**What to do:**
All lines below containing the string "center" are to be copied.

··· Given information ···

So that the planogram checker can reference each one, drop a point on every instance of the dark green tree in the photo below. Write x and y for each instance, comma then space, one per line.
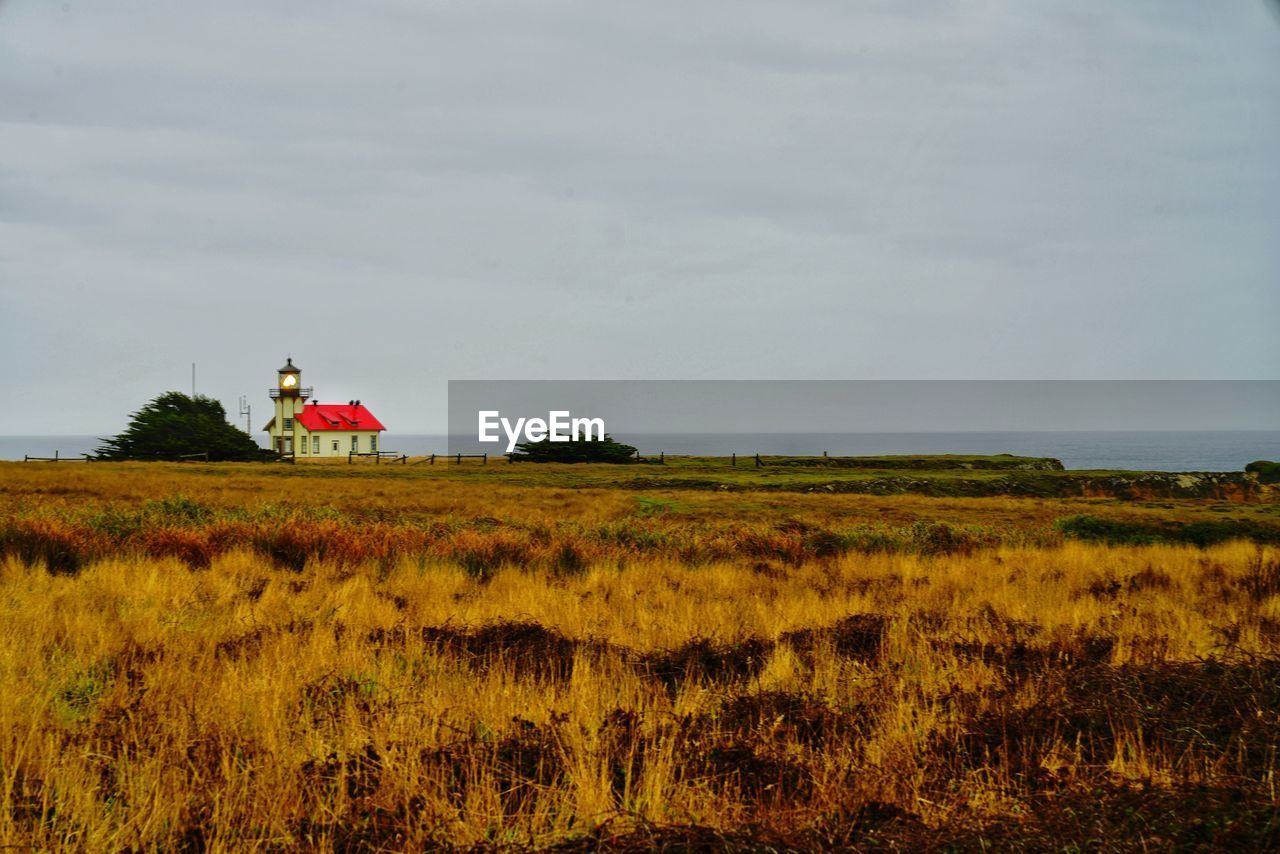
579, 451
1266, 470
173, 425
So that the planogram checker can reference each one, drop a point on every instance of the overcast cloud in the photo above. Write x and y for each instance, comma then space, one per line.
403, 192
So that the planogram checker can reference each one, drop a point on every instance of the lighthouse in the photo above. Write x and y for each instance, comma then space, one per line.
318, 430
289, 397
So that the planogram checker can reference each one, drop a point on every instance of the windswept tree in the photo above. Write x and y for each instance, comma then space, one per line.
174, 425
576, 451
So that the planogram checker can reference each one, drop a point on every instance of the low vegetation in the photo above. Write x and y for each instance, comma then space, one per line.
334, 657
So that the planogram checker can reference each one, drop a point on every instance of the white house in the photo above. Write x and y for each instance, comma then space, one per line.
316, 430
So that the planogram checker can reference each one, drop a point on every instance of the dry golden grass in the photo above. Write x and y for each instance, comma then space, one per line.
430, 670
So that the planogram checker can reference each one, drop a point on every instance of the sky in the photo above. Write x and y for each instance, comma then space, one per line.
402, 192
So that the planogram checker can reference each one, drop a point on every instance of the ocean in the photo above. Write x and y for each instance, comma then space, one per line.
1144, 451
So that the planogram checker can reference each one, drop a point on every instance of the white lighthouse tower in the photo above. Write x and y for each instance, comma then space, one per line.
289, 397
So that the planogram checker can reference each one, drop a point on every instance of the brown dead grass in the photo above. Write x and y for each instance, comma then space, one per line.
300, 671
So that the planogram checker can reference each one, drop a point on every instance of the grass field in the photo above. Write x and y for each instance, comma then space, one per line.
223, 657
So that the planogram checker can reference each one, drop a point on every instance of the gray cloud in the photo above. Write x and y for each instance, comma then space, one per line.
401, 192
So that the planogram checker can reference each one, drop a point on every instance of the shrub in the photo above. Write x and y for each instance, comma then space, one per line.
1266, 470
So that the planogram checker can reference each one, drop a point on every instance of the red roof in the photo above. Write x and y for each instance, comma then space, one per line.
337, 416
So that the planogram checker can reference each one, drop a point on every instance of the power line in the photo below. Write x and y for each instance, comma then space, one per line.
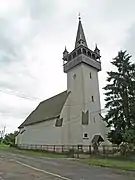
19, 95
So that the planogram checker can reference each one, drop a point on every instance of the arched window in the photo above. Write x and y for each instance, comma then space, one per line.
89, 54
79, 51
93, 56
85, 135
74, 54
84, 51
69, 58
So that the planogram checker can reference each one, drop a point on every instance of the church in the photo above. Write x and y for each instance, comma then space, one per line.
72, 117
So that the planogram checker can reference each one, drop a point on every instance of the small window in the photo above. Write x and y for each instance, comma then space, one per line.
90, 76
74, 54
92, 98
79, 51
69, 58
93, 56
85, 118
74, 76
85, 135
84, 51
89, 54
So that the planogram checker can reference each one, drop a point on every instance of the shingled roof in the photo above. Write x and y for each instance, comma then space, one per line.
46, 110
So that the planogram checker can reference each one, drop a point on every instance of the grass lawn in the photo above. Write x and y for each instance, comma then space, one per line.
30, 152
124, 164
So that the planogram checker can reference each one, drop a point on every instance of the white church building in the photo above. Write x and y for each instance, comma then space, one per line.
72, 117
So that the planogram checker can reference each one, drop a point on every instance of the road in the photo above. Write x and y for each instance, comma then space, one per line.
24, 167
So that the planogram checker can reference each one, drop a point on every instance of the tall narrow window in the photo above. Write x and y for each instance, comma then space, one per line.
85, 118
92, 98
59, 122
90, 76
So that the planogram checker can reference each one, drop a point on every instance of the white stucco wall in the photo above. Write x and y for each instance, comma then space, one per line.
82, 89
72, 131
41, 133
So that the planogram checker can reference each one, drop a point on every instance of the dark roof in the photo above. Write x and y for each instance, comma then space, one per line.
46, 110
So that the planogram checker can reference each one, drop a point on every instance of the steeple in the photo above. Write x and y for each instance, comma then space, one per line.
80, 38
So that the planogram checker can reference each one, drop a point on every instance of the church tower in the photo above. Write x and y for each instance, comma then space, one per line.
84, 111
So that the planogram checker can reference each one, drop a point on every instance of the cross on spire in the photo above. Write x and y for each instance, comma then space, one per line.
80, 38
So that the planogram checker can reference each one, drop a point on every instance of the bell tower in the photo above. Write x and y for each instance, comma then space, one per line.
82, 66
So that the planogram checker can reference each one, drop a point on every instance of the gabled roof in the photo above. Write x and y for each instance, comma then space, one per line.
46, 110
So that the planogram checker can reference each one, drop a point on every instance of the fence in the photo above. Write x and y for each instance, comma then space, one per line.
73, 150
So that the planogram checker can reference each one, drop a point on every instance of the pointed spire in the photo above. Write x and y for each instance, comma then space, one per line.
80, 38
97, 50
65, 52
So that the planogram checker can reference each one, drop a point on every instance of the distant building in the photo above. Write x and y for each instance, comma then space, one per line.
72, 117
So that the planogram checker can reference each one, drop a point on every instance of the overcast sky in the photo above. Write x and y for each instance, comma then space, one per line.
33, 34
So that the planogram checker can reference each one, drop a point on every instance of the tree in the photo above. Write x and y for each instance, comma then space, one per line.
120, 96
9, 139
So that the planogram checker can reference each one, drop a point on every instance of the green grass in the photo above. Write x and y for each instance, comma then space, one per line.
110, 162
31, 152
4, 147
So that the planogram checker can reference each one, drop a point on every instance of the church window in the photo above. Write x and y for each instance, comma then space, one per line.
74, 76
93, 56
92, 98
79, 51
69, 58
85, 135
85, 118
74, 54
84, 51
90, 76
59, 122
89, 54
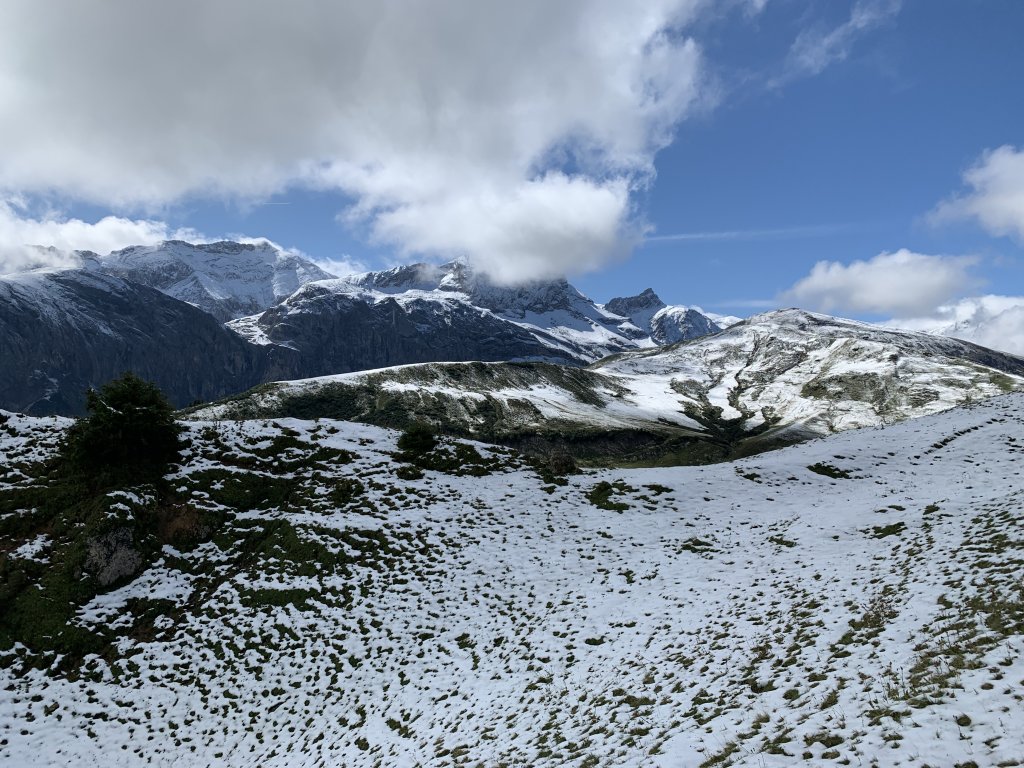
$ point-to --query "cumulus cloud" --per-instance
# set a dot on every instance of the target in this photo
(901, 283)
(815, 49)
(995, 199)
(28, 242)
(510, 133)
(995, 322)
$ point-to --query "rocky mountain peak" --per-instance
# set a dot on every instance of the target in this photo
(629, 305)
(227, 280)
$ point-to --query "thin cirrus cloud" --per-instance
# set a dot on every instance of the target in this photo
(512, 133)
(995, 194)
(816, 48)
(902, 283)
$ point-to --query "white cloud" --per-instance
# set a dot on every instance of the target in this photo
(900, 283)
(995, 322)
(28, 242)
(815, 49)
(996, 196)
(512, 133)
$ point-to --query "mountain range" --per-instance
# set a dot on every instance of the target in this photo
(209, 321)
(774, 379)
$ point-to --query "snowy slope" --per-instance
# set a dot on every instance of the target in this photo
(852, 600)
(556, 322)
(775, 378)
(228, 280)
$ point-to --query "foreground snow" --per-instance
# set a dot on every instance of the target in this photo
(867, 611)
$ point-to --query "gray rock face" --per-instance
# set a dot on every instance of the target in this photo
(64, 332)
(334, 332)
(112, 556)
(672, 325)
(427, 313)
(665, 325)
(227, 280)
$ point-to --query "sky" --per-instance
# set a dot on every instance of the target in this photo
(863, 158)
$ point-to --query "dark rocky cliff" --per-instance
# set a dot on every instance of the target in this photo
(62, 332)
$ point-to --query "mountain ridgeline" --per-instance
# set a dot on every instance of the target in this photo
(778, 378)
(205, 322)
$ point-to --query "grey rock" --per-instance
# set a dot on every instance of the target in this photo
(113, 556)
(62, 332)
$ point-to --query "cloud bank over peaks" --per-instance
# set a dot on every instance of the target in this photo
(902, 283)
(995, 322)
(49, 240)
(512, 134)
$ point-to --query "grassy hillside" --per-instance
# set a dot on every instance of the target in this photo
(854, 599)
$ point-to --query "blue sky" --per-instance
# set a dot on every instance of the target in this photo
(779, 134)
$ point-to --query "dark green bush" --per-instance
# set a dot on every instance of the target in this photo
(129, 434)
(418, 439)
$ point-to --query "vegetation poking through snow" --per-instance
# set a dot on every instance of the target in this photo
(314, 596)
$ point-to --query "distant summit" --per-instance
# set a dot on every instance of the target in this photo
(227, 280)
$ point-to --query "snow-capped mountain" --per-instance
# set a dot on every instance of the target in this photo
(775, 378)
(307, 324)
(460, 315)
(65, 331)
(227, 280)
(309, 597)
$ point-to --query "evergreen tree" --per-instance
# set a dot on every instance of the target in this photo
(129, 434)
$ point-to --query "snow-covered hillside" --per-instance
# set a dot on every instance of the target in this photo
(852, 600)
(775, 378)
(227, 280)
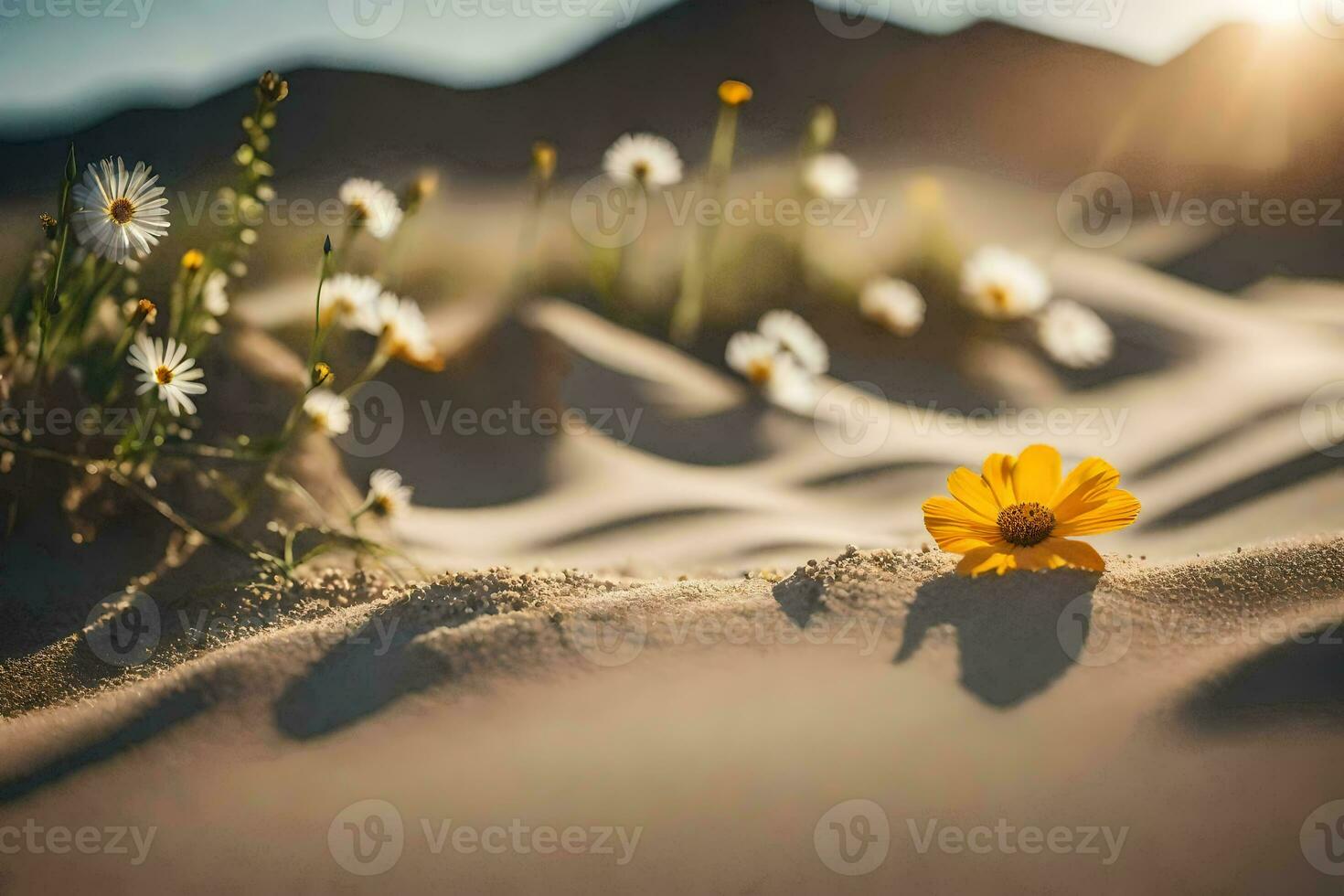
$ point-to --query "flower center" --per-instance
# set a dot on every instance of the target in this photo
(122, 211)
(760, 371)
(1026, 524)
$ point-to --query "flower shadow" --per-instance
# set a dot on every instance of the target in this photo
(1017, 635)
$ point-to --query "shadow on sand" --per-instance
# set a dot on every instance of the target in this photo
(163, 713)
(1297, 681)
(1017, 635)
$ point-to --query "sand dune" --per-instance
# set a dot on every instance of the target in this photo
(486, 698)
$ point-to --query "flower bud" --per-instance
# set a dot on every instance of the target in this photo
(144, 312)
(271, 88)
(543, 159)
(821, 126)
(734, 93)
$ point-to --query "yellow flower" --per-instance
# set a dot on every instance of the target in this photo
(1019, 513)
(734, 93)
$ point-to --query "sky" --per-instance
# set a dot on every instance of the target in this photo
(70, 62)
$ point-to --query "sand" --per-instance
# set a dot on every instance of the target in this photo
(728, 721)
(657, 638)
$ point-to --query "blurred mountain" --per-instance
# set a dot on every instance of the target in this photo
(1243, 109)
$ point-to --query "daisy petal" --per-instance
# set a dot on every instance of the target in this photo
(1118, 509)
(991, 558)
(1035, 475)
(1081, 486)
(1075, 554)
(998, 478)
(955, 528)
(971, 489)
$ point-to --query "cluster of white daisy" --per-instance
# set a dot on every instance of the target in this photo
(1001, 285)
(371, 208)
(643, 160)
(69, 321)
(783, 357)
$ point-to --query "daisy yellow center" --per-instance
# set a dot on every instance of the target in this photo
(998, 295)
(760, 371)
(122, 211)
(1026, 524)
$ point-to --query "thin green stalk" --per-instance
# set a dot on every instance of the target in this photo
(689, 308)
(62, 240)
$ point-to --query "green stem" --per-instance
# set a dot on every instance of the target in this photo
(689, 308)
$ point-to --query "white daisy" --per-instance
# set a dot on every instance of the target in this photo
(1003, 285)
(831, 175)
(347, 295)
(1074, 335)
(774, 371)
(794, 389)
(119, 214)
(214, 298)
(643, 159)
(795, 336)
(386, 493)
(400, 324)
(754, 357)
(328, 411)
(894, 304)
(214, 294)
(372, 206)
(168, 369)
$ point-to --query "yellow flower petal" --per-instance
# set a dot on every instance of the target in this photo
(1035, 475)
(998, 478)
(1118, 508)
(972, 491)
(955, 528)
(1083, 488)
(1075, 554)
(991, 558)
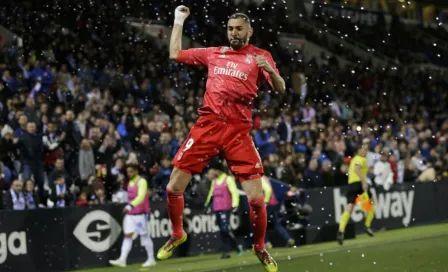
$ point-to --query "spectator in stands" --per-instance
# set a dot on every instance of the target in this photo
(32, 200)
(265, 140)
(59, 170)
(86, 161)
(98, 197)
(382, 171)
(13, 199)
(32, 154)
(51, 142)
(8, 153)
(161, 179)
(313, 176)
(328, 174)
(82, 199)
(60, 195)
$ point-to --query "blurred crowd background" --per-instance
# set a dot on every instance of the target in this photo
(86, 94)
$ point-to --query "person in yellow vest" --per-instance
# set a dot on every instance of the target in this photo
(273, 207)
(225, 199)
(357, 186)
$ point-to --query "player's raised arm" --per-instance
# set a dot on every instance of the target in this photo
(180, 14)
(271, 73)
(192, 56)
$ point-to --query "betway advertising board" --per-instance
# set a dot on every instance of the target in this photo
(401, 206)
(83, 237)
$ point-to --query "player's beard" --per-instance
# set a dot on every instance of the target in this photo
(237, 43)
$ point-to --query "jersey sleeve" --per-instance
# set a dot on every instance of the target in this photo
(266, 189)
(265, 74)
(195, 56)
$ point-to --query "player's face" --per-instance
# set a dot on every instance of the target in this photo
(238, 33)
(363, 151)
(131, 172)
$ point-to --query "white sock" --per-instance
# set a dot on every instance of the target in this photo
(149, 246)
(125, 248)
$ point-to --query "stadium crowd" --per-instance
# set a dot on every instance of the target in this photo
(87, 94)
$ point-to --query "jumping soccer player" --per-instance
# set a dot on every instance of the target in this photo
(357, 185)
(234, 75)
(273, 207)
(226, 199)
(136, 218)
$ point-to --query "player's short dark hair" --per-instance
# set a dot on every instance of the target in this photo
(133, 166)
(240, 15)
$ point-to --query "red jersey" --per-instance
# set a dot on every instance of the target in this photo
(233, 78)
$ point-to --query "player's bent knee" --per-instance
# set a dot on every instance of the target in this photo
(179, 180)
(253, 188)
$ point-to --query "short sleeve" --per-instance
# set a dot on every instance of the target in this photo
(195, 56)
(266, 75)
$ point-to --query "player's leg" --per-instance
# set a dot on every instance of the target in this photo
(145, 240)
(129, 228)
(370, 214)
(353, 191)
(222, 220)
(273, 217)
(200, 146)
(245, 162)
(235, 242)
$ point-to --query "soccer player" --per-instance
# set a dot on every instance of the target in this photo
(234, 75)
(226, 199)
(357, 185)
(136, 218)
(273, 207)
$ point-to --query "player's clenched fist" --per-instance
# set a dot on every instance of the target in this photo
(180, 14)
(264, 64)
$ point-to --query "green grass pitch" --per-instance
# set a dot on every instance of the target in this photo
(412, 249)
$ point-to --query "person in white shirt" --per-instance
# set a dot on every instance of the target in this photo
(384, 176)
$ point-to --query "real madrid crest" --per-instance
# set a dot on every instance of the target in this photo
(248, 59)
(223, 50)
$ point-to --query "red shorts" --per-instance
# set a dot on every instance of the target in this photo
(212, 135)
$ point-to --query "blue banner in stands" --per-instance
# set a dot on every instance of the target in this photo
(355, 16)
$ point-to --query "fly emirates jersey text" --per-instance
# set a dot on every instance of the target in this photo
(231, 69)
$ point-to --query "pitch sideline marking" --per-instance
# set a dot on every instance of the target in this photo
(341, 248)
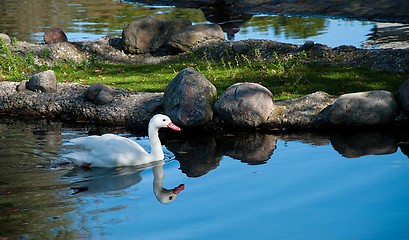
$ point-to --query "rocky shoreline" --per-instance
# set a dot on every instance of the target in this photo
(242, 105)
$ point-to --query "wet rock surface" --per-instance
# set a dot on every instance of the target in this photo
(364, 109)
(189, 97)
(245, 104)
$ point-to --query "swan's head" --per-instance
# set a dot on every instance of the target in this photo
(167, 196)
(163, 121)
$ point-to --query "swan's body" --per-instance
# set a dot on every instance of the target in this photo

···

**Your solution:**
$ point-to --query "flower center" --per-instance
$ point-to --query "daisy yellow center" --per-instance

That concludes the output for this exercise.